[Saved data entries]
..............................

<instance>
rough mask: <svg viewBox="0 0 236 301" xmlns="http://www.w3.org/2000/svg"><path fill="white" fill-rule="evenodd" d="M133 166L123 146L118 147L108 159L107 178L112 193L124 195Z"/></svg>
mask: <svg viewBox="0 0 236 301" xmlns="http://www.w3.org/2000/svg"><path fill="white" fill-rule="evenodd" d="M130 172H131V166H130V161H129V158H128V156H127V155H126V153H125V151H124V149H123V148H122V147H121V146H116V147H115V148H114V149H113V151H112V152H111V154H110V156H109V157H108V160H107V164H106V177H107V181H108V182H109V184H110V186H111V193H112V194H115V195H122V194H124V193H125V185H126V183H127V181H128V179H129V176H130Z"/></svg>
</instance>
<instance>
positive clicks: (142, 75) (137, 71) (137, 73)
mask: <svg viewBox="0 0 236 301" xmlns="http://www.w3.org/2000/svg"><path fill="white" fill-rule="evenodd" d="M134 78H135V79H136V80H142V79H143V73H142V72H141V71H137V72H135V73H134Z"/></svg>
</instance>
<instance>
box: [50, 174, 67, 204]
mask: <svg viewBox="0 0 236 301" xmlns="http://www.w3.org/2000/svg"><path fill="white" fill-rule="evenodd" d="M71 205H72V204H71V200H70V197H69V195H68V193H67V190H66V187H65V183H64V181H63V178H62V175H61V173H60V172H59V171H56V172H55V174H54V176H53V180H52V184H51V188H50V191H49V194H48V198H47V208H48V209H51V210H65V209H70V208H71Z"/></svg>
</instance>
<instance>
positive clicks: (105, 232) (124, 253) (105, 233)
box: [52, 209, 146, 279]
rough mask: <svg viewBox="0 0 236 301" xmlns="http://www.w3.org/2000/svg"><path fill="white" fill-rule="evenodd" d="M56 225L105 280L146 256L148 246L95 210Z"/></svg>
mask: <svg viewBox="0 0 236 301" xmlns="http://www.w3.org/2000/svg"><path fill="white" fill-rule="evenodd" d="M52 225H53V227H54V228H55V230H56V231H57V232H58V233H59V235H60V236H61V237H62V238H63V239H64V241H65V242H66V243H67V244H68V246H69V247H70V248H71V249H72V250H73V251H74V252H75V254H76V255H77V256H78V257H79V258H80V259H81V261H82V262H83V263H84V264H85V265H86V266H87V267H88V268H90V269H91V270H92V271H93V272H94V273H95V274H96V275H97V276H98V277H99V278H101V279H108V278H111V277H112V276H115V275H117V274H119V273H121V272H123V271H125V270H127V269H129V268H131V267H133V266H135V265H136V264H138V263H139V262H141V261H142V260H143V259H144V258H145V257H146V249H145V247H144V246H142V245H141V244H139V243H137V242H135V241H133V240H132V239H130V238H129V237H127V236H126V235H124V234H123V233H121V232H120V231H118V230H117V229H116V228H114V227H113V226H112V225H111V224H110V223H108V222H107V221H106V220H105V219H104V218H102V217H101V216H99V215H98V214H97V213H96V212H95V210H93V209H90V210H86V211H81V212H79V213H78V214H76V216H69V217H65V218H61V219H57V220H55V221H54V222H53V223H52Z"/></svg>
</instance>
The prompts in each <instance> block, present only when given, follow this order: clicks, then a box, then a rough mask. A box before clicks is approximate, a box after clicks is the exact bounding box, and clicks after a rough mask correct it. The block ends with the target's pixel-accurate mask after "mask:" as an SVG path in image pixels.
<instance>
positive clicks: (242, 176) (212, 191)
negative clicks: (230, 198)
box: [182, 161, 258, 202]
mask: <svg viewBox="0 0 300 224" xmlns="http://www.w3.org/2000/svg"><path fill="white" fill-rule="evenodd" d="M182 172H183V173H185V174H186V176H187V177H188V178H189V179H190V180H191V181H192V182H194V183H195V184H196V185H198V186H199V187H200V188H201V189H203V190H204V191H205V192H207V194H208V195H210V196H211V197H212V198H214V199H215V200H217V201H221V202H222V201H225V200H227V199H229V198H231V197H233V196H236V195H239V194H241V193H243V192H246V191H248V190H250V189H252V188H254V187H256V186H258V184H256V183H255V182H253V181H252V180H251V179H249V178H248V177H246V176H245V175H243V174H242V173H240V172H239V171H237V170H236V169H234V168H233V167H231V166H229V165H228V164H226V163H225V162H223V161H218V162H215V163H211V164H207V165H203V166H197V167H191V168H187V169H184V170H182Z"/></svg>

..............................

# ASSIGNED TASK:
Taking the entries from their first line through the line with "box: [52, 209, 146, 279]", inclusive, restate each line word for word and give nothing else.

# EXPECTED ANSWER:
<instance>
rough mask: <svg viewBox="0 0 236 301" xmlns="http://www.w3.org/2000/svg"><path fill="white" fill-rule="evenodd" d="M133 166L123 146L118 147L108 159L107 178L112 193L124 195Z"/></svg>
mask: <svg viewBox="0 0 236 301" xmlns="http://www.w3.org/2000/svg"><path fill="white" fill-rule="evenodd" d="M130 172H131V166H130V161H129V158H128V156H127V155H126V153H125V151H124V149H123V148H122V147H121V146H116V147H115V148H114V149H113V151H112V152H111V154H110V156H109V157H108V160H107V164H106V177H107V181H108V182H109V184H110V186H111V193H112V194H115V195H122V194H124V193H125V185H126V183H127V181H128V179H129V176H130Z"/></svg>
</instance>
<instance>
positive clicks: (142, 75) (137, 71) (137, 73)
mask: <svg viewBox="0 0 236 301" xmlns="http://www.w3.org/2000/svg"><path fill="white" fill-rule="evenodd" d="M134 78H135V79H136V80H142V79H143V73H142V72H141V71H137V72H135V73H134Z"/></svg>
</instance>
<instance>
box: [50, 174, 67, 204]
mask: <svg viewBox="0 0 236 301" xmlns="http://www.w3.org/2000/svg"><path fill="white" fill-rule="evenodd" d="M71 205H72V204H71V200H70V197H69V195H68V193H67V190H66V187H65V183H64V181H63V178H62V175H61V173H60V172H59V171H56V172H55V174H54V176H53V180H52V184H51V188H50V191H49V194H48V198H47V208H48V209H51V210H65V209H70V208H71Z"/></svg>
</instance>
<instance>
positive clicks: (105, 232) (124, 253) (105, 233)
box: [52, 209, 146, 279]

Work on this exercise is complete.